| PROVIDED RECORDS |
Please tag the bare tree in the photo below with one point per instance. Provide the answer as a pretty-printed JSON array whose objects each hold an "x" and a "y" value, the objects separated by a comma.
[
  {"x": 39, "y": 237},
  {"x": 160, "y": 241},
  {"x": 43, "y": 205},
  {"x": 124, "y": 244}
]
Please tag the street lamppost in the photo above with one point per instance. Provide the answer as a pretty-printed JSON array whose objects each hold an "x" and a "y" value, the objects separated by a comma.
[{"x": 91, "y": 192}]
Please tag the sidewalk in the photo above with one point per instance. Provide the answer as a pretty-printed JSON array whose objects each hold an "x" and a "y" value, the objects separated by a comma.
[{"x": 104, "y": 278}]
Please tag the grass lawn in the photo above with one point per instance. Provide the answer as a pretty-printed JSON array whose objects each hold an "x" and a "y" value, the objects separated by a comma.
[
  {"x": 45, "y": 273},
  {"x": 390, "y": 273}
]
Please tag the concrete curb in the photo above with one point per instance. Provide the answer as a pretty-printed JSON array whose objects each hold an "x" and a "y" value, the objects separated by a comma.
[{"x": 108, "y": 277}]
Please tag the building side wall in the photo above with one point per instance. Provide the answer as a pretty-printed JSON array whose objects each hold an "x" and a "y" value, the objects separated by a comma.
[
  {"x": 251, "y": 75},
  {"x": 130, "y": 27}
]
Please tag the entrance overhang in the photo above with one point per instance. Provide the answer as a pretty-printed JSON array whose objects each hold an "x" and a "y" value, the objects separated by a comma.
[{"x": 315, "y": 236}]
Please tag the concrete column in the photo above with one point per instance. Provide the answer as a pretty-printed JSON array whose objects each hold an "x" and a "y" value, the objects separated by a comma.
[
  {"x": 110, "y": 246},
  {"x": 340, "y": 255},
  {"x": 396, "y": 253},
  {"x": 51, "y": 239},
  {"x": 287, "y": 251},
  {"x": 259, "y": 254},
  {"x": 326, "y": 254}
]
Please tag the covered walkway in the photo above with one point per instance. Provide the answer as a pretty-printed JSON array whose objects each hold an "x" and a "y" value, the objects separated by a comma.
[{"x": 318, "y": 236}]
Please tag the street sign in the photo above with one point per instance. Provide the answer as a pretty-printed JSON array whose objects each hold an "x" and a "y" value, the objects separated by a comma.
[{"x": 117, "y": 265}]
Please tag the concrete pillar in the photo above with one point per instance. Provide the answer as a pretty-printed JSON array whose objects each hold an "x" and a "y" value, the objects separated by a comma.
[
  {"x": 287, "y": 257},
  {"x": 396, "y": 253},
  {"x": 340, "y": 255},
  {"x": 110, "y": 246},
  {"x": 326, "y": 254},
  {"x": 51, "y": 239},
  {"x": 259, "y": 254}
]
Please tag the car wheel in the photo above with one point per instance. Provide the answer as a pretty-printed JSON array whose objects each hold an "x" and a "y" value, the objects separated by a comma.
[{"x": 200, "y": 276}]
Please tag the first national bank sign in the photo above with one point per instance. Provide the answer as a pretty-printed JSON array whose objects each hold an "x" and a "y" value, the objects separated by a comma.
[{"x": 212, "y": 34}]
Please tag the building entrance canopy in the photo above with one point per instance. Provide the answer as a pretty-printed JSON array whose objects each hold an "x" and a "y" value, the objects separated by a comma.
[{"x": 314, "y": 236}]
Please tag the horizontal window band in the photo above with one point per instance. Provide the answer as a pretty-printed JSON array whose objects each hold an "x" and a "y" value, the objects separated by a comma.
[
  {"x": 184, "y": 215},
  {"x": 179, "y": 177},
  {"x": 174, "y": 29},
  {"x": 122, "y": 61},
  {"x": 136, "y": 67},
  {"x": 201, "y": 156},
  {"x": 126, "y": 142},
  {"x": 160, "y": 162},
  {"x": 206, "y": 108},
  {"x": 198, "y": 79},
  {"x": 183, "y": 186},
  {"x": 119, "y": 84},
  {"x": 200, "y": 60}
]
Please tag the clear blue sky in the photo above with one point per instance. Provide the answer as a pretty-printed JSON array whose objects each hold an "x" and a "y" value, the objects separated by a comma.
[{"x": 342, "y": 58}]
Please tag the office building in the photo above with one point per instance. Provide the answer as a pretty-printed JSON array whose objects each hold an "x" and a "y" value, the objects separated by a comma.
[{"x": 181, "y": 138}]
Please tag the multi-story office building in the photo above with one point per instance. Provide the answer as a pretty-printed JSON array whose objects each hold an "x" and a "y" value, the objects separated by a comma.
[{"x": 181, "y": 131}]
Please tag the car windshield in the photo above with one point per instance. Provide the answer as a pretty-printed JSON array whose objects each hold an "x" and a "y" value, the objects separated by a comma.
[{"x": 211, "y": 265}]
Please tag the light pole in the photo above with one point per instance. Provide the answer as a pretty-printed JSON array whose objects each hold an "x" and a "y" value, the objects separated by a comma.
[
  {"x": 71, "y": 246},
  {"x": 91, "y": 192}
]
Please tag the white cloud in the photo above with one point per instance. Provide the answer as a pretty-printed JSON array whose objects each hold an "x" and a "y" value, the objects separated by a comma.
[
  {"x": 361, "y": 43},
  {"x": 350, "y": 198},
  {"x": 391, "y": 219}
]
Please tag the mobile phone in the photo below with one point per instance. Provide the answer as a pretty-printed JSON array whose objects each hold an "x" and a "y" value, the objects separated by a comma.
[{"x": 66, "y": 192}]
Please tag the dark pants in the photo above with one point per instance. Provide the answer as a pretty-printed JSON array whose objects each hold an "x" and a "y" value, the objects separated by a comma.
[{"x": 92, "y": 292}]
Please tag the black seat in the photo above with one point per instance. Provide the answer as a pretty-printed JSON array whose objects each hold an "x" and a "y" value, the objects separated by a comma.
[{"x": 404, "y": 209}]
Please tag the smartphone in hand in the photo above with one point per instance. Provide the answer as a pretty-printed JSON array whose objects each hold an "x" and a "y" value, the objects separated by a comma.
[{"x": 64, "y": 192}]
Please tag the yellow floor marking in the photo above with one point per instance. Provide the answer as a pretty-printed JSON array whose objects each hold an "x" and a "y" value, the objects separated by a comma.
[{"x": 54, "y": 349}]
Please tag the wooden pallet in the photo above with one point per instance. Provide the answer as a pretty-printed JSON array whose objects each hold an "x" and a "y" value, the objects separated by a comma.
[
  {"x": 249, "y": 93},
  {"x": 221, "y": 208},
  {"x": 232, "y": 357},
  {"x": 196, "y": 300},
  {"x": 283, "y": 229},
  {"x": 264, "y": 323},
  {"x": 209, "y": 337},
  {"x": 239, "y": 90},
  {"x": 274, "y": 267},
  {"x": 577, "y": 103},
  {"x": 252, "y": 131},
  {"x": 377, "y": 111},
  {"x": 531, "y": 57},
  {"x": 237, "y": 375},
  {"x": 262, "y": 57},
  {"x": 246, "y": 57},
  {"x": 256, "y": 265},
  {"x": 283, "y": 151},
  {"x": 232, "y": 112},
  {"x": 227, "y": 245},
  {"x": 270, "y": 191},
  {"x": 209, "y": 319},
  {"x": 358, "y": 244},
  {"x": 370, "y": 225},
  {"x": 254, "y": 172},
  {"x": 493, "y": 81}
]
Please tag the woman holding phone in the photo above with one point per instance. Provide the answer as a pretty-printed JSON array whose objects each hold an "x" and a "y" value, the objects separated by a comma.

| TASK REQUIREMENTS |
Copy out the data shown above in full. Match it exactly.

| EXERCISE RESULT |
Please tag the bare tree in the photo below with one point per instance. Provide the answer as a pretty-printed JSON array whose objects each hold an "x" and a "y" value, the objects separated by a comma.
[
  {"x": 39, "y": 237},
  {"x": 160, "y": 241},
  {"x": 43, "y": 205},
  {"x": 124, "y": 244}
]
Please tag the street lamppost in the photo above with one point per instance. Provide the answer as a pretty-printed JSON array whose objects each hold an "x" and a "y" value, the objects separated by a comma.
[{"x": 91, "y": 192}]
Please tag the sidewalk in the photo above with one point per instance. Provide the answer as a pretty-printed JSON array whose objects each hold an "x" and a "y" value, the objects separated by a comma.
[{"x": 104, "y": 278}]
Please tag the grass lawn in the photo above with one point per instance. Provide the answer as a pretty-printed JSON array whose objects each hold an "x" and a "y" value, the objects separated by a comma.
[
  {"x": 45, "y": 273},
  {"x": 390, "y": 273}
]
Please tag the concrete curb in the photo above with one point per instance. Provide the answer as a pretty-printed JSON array whose objects each hold an "x" and a "y" value, the objects separated by a comma.
[{"x": 108, "y": 277}]
Please tag the building side wall in the photo above with one point per instance. Provide the answer as a pretty-printed JSON array whose objects each hold an "x" and a "y" value, the objects separated by a comma.
[
  {"x": 251, "y": 75},
  {"x": 130, "y": 27}
]
Please tag the entrance overhang in the photo above with one point per instance. Provide the answer as a pretty-printed JSON array whose objects each hold an "x" and a "y" value, the objects separated by a comma.
[{"x": 315, "y": 236}]
Please tag the concrete column in the photo above with one point per instance. Provide the answer as a pretty-printed JSON array whose objects each hold an "x" and a "y" value, the objects separated by a comma.
[
  {"x": 110, "y": 246},
  {"x": 340, "y": 255},
  {"x": 396, "y": 253},
  {"x": 51, "y": 239},
  {"x": 287, "y": 251},
  {"x": 259, "y": 254},
  {"x": 326, "y": 254}
]
Please tag the covered walkway in the photo above with one point per instance. Provide the answer as a pretty-printed JSON array whose objects each hold an "x" and a "y" value, the objects separated by a comma.
[{"x": 318, "y": 236}]
Please tag the street sign in the photo above with one point per instance. Provide the answer as a pretty-printed JSON array whose objects each hold an "x" and a "y" value, the objects separated by a comma.
[{"x": 117, "y": 265}]
Please tag the concrete pillar in the photo above with one point per instance. Provide the answer as a pretty-printed JSON array whose objects each hold an "x" and a "y" value, the objects separated by a comma.
[
  {"x": 287, "y": 257},
  {"x": 396, "y": 253},
  {"x": 340, "y": 255},
  {"x": 110, "y": 246},
  {"x": 326, "y": 254},
  {"x": 51, "y": 239},
  {"x": 259, "y": 254}
]
Please tag the car wheel in the photo above with one point per instance. Provide the answer as a pretty-printed JSON array whose objects each hold an "x" and a "y" value, the objects separated by a comma.
[{"x": 200, "y": 276}]
Please tag the first national bank sign in the photo above with one point per instance. Provide the answer as a pretty-printed JSON array whose objects each hold an "x" and a "y" value, the objects separated by a comma.
[{"x": 212, "y": 34}]
Please tag the building entrance canopy in the photo above with one point per instance. Provide the answer as a pretty-printed JSON array whose objects each hold an "x" and a "y" value, the objects separated by a comma.
[{"x": 314, "y": 236}]
Please tag the horizontal window band in the photo above with one point per instance. Provide the answer as a pretty-printed JSON array whose objects each hold an "x" and a "y" value, the objects separated by a comma.
[
  {"x": 184, "y": 215},
  {"x": 179, "y": 177},
  {"x": 174, "y": 29},
  {"x": 122, "y": 61},
  {"x": 136, "y": 67},
  {"x": 201, "y": 156},
  {"x": 126, "y": 142},
  {"x": 160, "y": 162},
  {"x": 206, "y": 108},
  {"x": 198, "y": 79},
  {"x": 183, "y": 186},
  {"x": 119, "y": 84},
  {"x": 200, "y": 60}
]
Please tag the clear blue sky in the photo above with one point per instance. Provide the answer as a pretty-printed JSON array whose objects each hold an "x" and a "y" value, the objects separated by a comma.
[{"x": 342, "y": 58}]
Please tag the office building in the photo above with one point per instance. Provide the answer as a pretty-printed JSON array whose objects each hold an "x" and a "y" value, the objects separated by a comma.
[{"x": 181, "y": 138}]
Please tag the multi-story office building in the photo above with one point per instance. Provide the answer as a pretty-printed JSON array whose objects each hold an "x" and a "y" value, the objects separated by a comma.
[{"x": 181, "y": 131}]
Please tag the car windshield in the photo above with one point per instance. Provide the answer as a pretty-printed JSON array whose objects each hold an "x" and a "y" value, the objects separated by a comma.
[{"x": 211, "y": 265}]
Please tag the light pole in the photo above with one point per instance. Provide the answer as a pretty-printed JSON array whose objects each hold an "x" and a "y" value, the objects separated by a comma.
[
  {"x": 71, "y": 246},
  {"x": 91, "y": 192}
]
Please tag the white cloud in the photo above with one point per instance. Provide the answer as a pretty-printed JSON array whose objects each hold an "x" and a "y" value, the objects separated by a comma.
[
  {"x": 361, "y": 43},
  {"x": 350, "y": 198},
  {"x": 391, "y": 219}
]
Please tag the mobile phone in the photo below with one point per instance. Provide the answer as a pretty-printed JSON array whose objects each hold an "x" and a "y" value, the objects separated by a comma.
[{"x": 66, "y": 192}]
Please tag the dark pants in the photo above with one point per instance. Provide the answer as a pretty-printed JSON array whose objects each hold an "x" and a "y" value, the objects separated by a comma.
[{"x": 92, "y": 292}]
Please tag the black seat in the photo above with one point per instance. Provide the answer as a pretty-printed JSON array whose objects each hold an "x" and a "y" value, the objects separated by a comma.
[{"x": 404, "y": 209}]
Please tag the smartphone in hand in the photo above with one point per instance. Provide the answer as a pretty-printed JSON array whose objects each hold an "x" and a "y" value, the objects separated by a comma.
[{"x": 64, "y": 192}]
Please tag the yellow floor marking in the photo above with one point per instance. Provide the answer as a pretty-printed JSON array whose objects each hold an "x" and a "y" value, the objects separated by a comma.
[{"x": 54, "y": 349}]
Please tag the wooden pallet in the photo above with one point per instance. Provide the answer as a pretty-printed JSON array whose objects each hold an "x" and a "y" value, the objects separated by a comma.
[
  {"x": 249, "y": 93},
  {"x": 221, "y": 208},
  {"x": 232, "y": 357},
  {"x": 196, "y": 300},
  {"x": 283, "y": 229},
  {"x": 264, "y": 323},
  {"x": 209, "y": 337},
  {"x": 239, "y": 90},
  {"x": 274, "y": 267},
  {"x": 577, "y": 103},
  {"x": 252, "y": 131},
  {"x": 377, "y": 111},
  {"x": 531, "y": 57},
  {"x": 237, "y": 375},
  {"x": 262, "y": 57},
  {"x": 246, "y": 57},
  {"x": 256, "y": 265},
  {"x": 283, "y": 151},
  {"x": 232, "y": 112},
  {"x": 227, "y": 245},
  {"x": 270, "y": 191},
  {"x": 209, "y": 319},
  {"x": 358, "y": 244},
  {"x": 370, "y": 225},
  {"x": 254, "y": 172},
  {"x": 493, "y": 81}
]
Please tag the woman holding phone in the photo above with one point per instance. Provide the answer as a pretty-printed JSON array whose objects each hold an "x" and a "y" value, the objects separated by a comma.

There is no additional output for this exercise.